• [Task prompt]: Only the lines that hold the word "before" are wanted from this listing.
────────────────
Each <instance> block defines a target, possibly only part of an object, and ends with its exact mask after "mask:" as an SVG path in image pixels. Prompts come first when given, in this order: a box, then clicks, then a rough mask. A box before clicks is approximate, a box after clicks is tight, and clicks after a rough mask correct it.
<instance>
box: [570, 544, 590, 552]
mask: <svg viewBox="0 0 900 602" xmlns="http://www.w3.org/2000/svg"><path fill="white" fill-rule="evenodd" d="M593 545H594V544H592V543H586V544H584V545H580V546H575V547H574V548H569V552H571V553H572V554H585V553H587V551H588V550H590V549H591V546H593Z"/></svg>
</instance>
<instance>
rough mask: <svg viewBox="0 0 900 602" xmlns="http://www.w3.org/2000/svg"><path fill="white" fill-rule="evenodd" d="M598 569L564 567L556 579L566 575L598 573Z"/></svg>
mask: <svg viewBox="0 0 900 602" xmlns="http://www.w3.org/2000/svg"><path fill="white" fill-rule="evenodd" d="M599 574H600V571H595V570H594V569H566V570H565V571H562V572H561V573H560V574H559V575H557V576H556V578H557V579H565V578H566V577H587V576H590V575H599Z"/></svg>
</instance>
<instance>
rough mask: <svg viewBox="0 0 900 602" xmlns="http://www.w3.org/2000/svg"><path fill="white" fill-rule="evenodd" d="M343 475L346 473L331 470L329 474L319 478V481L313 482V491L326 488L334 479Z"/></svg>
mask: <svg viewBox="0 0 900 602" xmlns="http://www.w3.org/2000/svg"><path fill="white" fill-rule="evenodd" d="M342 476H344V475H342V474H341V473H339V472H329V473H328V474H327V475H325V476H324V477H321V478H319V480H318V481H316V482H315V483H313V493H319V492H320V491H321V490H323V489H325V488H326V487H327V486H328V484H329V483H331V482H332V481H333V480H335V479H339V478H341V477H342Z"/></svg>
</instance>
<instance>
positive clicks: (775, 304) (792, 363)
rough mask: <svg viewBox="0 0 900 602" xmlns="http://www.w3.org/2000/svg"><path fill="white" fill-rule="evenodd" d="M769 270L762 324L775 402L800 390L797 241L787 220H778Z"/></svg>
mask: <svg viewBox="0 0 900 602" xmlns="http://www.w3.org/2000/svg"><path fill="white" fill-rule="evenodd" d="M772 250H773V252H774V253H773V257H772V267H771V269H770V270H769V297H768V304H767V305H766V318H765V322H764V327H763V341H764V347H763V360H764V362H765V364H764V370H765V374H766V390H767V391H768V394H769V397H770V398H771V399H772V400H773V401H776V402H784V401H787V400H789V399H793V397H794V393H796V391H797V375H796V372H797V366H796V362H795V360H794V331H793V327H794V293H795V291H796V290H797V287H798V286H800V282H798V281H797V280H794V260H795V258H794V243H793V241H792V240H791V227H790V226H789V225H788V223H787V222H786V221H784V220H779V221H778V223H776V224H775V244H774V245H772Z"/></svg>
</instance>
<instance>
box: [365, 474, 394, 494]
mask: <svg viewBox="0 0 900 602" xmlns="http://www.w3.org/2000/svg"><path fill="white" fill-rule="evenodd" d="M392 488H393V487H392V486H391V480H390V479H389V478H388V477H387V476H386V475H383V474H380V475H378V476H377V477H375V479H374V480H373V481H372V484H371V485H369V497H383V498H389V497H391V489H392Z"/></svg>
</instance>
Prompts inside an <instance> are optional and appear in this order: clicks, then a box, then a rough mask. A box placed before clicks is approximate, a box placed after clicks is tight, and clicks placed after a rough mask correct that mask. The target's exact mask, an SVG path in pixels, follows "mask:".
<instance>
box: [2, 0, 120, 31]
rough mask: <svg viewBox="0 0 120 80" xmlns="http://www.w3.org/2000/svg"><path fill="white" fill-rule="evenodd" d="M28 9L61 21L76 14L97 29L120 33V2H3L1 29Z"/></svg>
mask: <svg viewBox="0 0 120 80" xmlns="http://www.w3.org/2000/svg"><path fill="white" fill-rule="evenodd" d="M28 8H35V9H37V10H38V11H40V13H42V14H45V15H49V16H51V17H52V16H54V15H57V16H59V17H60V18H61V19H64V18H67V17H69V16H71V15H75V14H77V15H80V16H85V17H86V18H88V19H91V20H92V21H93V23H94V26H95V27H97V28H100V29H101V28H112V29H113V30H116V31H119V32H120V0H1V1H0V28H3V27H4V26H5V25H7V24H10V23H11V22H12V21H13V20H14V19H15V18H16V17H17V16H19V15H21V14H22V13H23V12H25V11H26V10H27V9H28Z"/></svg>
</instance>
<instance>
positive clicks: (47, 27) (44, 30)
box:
────────────────
• [Answer for this exercise]:
Each <instance> block defines a target, possibly only part of an object, and ends with its exact mask after "mask:" as an SVG path in image pixels. Prompts come first when given, in this order: a box, then clicks, then a rough mask. A box before clicks is approximate, a box after clicks is tight, and clicks after a rough mask correct it.
Prompts inside an <instance> are optional and appear in this order: clicks, then a box, then a rough mask. A box placed before clicks is approximate, a box placed after clicks is tight, and clicks placed after a rough mask correct that mask. The target's exact mask, an SVG path in pixels, follows "mask:".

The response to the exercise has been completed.